(Referring expression data)
⁂
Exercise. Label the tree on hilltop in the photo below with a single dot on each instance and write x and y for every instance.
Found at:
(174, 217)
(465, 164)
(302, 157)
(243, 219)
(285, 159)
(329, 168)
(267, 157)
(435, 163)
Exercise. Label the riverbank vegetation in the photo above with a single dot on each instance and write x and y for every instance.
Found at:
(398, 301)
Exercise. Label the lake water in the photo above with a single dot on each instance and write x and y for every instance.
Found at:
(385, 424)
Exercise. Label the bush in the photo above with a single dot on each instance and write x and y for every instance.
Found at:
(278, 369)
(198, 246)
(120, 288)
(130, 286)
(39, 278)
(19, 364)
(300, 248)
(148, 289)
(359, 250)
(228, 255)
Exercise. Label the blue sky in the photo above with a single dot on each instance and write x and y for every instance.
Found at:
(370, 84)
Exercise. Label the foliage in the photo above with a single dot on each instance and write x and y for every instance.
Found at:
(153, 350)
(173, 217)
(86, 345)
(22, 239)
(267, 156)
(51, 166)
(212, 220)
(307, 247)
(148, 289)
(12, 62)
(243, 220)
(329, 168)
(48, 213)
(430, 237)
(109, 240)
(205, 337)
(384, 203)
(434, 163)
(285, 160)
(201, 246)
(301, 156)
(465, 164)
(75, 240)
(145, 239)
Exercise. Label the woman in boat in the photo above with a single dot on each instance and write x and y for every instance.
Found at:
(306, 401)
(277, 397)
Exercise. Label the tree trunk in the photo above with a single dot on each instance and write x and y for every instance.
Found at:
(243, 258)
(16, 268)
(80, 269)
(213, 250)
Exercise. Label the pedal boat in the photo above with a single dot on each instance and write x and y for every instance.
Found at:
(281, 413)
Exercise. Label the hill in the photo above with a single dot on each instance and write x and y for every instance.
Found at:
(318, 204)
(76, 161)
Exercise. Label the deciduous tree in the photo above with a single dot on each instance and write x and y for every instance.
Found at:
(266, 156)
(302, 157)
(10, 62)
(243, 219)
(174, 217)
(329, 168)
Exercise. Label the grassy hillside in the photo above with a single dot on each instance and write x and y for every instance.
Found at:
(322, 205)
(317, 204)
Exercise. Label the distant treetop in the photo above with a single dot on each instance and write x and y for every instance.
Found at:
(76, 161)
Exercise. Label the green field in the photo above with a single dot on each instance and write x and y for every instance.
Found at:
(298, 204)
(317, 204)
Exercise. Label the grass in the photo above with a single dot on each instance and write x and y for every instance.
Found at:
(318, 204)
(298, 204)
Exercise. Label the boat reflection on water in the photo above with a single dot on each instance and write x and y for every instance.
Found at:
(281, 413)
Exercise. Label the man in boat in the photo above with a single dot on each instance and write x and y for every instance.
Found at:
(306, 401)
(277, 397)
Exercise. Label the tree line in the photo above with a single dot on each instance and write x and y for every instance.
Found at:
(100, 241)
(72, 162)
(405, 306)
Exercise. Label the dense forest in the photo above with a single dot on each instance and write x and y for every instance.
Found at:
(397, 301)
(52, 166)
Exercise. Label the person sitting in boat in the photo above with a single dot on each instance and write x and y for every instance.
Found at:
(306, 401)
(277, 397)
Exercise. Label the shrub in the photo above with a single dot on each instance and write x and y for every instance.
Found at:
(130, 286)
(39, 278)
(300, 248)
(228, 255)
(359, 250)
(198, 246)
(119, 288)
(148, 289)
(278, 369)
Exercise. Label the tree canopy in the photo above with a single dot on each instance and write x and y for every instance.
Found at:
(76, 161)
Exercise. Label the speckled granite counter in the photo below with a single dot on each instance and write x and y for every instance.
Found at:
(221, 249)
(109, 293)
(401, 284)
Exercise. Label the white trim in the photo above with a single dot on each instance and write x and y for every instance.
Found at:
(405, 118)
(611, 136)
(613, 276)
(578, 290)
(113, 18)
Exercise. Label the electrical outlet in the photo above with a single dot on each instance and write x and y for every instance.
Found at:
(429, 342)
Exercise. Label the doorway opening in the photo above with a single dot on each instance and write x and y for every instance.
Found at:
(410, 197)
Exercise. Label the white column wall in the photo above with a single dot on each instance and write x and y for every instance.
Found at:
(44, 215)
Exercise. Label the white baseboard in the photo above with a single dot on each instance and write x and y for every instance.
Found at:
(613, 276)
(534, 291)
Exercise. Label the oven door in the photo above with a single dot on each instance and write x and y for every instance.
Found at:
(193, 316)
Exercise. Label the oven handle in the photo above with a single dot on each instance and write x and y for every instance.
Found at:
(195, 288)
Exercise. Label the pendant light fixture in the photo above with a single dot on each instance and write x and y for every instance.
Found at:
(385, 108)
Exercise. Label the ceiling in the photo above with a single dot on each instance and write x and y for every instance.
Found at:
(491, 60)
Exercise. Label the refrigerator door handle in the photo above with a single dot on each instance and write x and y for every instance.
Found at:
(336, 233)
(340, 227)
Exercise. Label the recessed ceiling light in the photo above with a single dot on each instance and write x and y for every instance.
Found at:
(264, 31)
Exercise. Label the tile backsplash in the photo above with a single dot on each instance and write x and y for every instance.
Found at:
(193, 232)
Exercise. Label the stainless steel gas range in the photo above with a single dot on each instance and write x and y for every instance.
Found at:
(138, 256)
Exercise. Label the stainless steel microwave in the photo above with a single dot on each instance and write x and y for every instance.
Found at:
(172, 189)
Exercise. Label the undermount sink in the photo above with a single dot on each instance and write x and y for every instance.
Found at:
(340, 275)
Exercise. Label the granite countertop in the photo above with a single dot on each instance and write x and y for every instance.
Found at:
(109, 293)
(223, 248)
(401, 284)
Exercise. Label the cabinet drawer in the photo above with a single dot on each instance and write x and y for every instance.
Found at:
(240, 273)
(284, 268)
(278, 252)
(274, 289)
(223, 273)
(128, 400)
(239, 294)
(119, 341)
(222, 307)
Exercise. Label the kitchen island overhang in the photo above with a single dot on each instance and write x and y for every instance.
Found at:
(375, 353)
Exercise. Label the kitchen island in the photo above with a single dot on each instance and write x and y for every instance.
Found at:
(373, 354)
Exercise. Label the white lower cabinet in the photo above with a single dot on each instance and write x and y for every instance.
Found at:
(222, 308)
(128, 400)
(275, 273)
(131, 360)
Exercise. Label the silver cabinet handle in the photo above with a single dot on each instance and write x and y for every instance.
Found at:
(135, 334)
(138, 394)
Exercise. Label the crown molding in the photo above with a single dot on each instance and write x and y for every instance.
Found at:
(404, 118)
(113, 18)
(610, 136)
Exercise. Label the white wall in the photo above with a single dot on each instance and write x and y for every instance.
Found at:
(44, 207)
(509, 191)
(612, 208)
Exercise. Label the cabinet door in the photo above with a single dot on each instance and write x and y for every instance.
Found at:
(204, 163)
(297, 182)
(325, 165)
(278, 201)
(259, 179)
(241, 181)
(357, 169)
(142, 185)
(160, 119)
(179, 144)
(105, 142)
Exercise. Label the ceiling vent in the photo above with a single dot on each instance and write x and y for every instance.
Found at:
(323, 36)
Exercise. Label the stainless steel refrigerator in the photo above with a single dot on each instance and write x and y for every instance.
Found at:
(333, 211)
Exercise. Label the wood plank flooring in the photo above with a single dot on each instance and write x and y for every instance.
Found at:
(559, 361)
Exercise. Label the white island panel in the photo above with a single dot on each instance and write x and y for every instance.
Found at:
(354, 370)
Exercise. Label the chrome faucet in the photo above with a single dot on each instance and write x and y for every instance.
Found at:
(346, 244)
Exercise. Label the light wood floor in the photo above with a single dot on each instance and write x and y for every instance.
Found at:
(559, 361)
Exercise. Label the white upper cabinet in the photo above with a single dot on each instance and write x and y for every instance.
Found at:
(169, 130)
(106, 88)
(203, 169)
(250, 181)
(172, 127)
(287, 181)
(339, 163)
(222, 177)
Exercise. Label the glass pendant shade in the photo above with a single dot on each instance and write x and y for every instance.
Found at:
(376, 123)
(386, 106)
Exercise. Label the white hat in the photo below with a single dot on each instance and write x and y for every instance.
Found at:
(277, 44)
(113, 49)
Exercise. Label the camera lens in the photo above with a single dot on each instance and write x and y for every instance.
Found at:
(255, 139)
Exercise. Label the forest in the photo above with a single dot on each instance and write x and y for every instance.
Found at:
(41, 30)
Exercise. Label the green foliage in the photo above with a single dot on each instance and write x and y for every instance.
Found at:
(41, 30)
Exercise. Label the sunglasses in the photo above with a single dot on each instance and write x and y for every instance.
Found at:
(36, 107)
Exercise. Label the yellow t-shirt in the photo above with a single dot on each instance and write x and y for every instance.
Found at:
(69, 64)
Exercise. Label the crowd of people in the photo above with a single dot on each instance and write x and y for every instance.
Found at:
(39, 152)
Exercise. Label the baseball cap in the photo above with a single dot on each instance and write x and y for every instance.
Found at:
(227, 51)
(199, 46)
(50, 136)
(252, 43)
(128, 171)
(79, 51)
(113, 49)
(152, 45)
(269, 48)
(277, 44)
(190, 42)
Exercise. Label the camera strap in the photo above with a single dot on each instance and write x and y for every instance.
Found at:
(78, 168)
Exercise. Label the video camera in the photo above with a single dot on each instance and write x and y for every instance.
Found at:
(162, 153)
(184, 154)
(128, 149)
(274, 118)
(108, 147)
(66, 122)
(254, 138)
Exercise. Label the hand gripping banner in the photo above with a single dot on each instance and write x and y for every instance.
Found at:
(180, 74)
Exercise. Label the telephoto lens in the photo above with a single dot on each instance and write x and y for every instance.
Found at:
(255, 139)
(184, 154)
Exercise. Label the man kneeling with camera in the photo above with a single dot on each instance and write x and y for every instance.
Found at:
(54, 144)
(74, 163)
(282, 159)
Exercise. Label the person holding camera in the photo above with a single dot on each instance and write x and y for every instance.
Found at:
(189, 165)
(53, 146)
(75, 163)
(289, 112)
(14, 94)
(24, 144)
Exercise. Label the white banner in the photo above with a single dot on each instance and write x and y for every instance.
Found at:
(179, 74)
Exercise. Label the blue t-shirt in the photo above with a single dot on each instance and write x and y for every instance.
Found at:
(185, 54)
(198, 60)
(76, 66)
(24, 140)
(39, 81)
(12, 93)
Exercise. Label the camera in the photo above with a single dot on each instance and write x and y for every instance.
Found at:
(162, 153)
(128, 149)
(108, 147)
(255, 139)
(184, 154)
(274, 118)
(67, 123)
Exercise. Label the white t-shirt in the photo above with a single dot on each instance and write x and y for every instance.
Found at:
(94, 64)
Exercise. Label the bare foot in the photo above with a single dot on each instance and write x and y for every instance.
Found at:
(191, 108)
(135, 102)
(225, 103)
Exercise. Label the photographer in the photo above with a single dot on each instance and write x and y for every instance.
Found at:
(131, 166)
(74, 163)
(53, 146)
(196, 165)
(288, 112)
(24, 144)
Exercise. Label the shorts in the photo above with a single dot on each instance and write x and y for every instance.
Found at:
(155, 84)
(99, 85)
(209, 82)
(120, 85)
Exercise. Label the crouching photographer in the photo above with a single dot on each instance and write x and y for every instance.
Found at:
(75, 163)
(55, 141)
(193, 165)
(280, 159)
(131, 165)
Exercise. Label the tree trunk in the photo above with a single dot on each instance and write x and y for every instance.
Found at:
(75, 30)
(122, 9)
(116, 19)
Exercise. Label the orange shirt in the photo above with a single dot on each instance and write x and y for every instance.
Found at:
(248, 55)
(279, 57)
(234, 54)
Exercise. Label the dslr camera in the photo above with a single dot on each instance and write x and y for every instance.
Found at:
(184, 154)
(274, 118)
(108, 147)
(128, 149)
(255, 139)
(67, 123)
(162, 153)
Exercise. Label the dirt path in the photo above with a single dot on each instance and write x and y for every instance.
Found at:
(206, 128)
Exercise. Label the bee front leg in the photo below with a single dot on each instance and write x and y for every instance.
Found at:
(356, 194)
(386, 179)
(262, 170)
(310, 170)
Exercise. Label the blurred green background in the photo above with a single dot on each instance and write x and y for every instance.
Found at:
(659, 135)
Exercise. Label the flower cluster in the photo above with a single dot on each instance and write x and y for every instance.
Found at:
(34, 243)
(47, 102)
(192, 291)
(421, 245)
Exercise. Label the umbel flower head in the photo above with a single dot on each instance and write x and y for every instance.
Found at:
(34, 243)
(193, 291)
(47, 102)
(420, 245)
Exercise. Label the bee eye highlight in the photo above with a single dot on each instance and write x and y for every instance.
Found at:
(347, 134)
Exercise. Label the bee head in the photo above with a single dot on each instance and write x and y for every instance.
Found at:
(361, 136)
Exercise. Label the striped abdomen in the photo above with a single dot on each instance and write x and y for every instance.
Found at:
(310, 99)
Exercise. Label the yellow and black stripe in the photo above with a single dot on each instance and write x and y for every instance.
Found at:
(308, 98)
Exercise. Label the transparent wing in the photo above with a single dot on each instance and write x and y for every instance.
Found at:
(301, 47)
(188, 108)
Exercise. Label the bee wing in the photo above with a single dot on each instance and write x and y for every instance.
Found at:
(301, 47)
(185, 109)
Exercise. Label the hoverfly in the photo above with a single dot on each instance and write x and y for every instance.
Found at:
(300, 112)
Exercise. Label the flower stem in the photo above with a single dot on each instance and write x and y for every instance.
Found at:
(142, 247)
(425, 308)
⁂
== WORK INSTRUCTION ==
Would you output, from the records above, exactly the run of lines that starts at the line containing "Exercise. Label the chrome" and ends at the line containing "Exercise. Label the light", and only that run?

== RESULT ==
Exercise. Label the chrome faucet in the photo above with a single dot on each instance and write x and y for every instance.
Found at:
(346, 244)
Exercise. Label the light wood floor in the photo above with a single dot on each instance and write x and y for every instance.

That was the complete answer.